What this task involves :: Reproduce the portion of the match account from "The match saw" to "have been given." word for word.

Article ::

━━━━━━━━━━━━━━━━

The match saw a series of unprofessional fouls that were overlooked by referee Mike Riley, such as Rio Ferdinand on Fredrik Ljungberg in the 19th minute and striker Ruud van Nistelrooy’s studs-up challenge on Ashley Cole. Arsenal dictated much of the early play and created several openings, but as the game progressed Manchester United threatened. The home team were awarded a controversial penalty in the 73rd minute, as Wayne Rooney allegedly tumbled over Sol Campbell’s outstretched leg. Van Nistelrooy converted the penalty kick and late in the game Rooney scored for 2–0. The result ended Arsenal’s record-breaking 49-match unbeaten run. Many Arsenal fans were disgruntled, as they believed Rooney had dived and the penalty should not have been given.

━━━━━━━━━━━━━━━━

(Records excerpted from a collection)
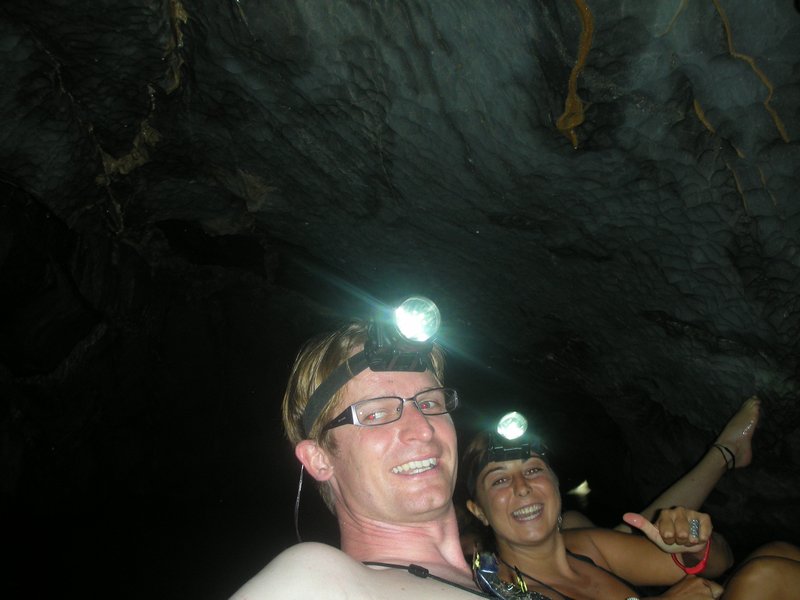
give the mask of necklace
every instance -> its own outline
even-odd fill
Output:
[[[503,560],[503,558],[502,558],[500,555],[498,555],[498,556],[497,556],[497,559],[498,559],[498,560],[499,560],[501,563],[503,563],[505,566],[507,566],[509,569],[511,569],[512,571],[514,571],[515,573],[517,573],[517,574],[519,574],[519,575],[522,575],[522,576],[524,576],[524,577],[527,577],[527,578],[528,578],[528,579],[530,579],[531,581],[535,581],[536,583],[538,583],[538,584],[539,584],[539,585],[541,585],[542,587],[546,587],[548,590],[551,590],[551,591],[555,592],[556,594],[561,594],[562,596],[564,596],[564,594],[562,594],[561,592],[559,592],[559,591],[558,591],[556,588],[554,588],[552,585],[547,585],[547,584],[546,584],[544,581],[541,581],[541,580],[539,580],[539,579],[536,579],[536,577],[532,577],[532,576],[528,575],[528,574],[527,574],[525,571],[521,570],[520,568],[511,566],[511,565],[510,565],[510,564],[508,564],[506,561],[504,561],[504,560]],[[564,598],[568,598],[568,596],[564,596]]]
[[[373,567],[386,567],[388,569],[402,569],[404,571],[408,571],[415,577],[419,577],[420,579],[433,579],[435,581],[439,581],[441,583],[445,583],[447,585],[451,585],[456,587],[460,590],[464,590],[465,592],[469,592],[470,594],[475,594],[476,596],[480,596],[481,598],[491,598],[488,594],[484,594],[483,592],[479,592],[478,590],[468,588],[465,585],[461,585],[460,583],[456,583],[455,581],[450,581],[449,579],[445,579],[444,577],[439,577],[438,575],[434,575],[425,567],[420,567],[419,565],[393,565],[391,563],[380,563],[380,562],[373,562],[373,561],[364,561],[364,564],[367,566]]]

━━━━━━━━━━━━━━━━

Full output ::
The match saw a series of unprofessional fouls that were overlooked by referee Mike Riley, such as Rio Ferdinand on Fredrik Ljungberg in the 19th minute and striker Ruud van Nistelrooy’s studs-up challenge on Ashley Cole. Arsenal dictated much of the early play and created several openings, but as the game progressed Manchester United threatened. The home team were awarded a controversial penalty in the 73rd minute, as Wayne Rooney allegedly tumbled over Sol Campbell’s outstretched leg. Van Nistelrooy converted the penalty kick and late in the game Rooney scored for 2–0. The result ended Arsenal’s record-breaking 49-match unbeaten run. Many Arsenal fans were disgruntled, as they believed Rooney had dived and the penalty should not have been given.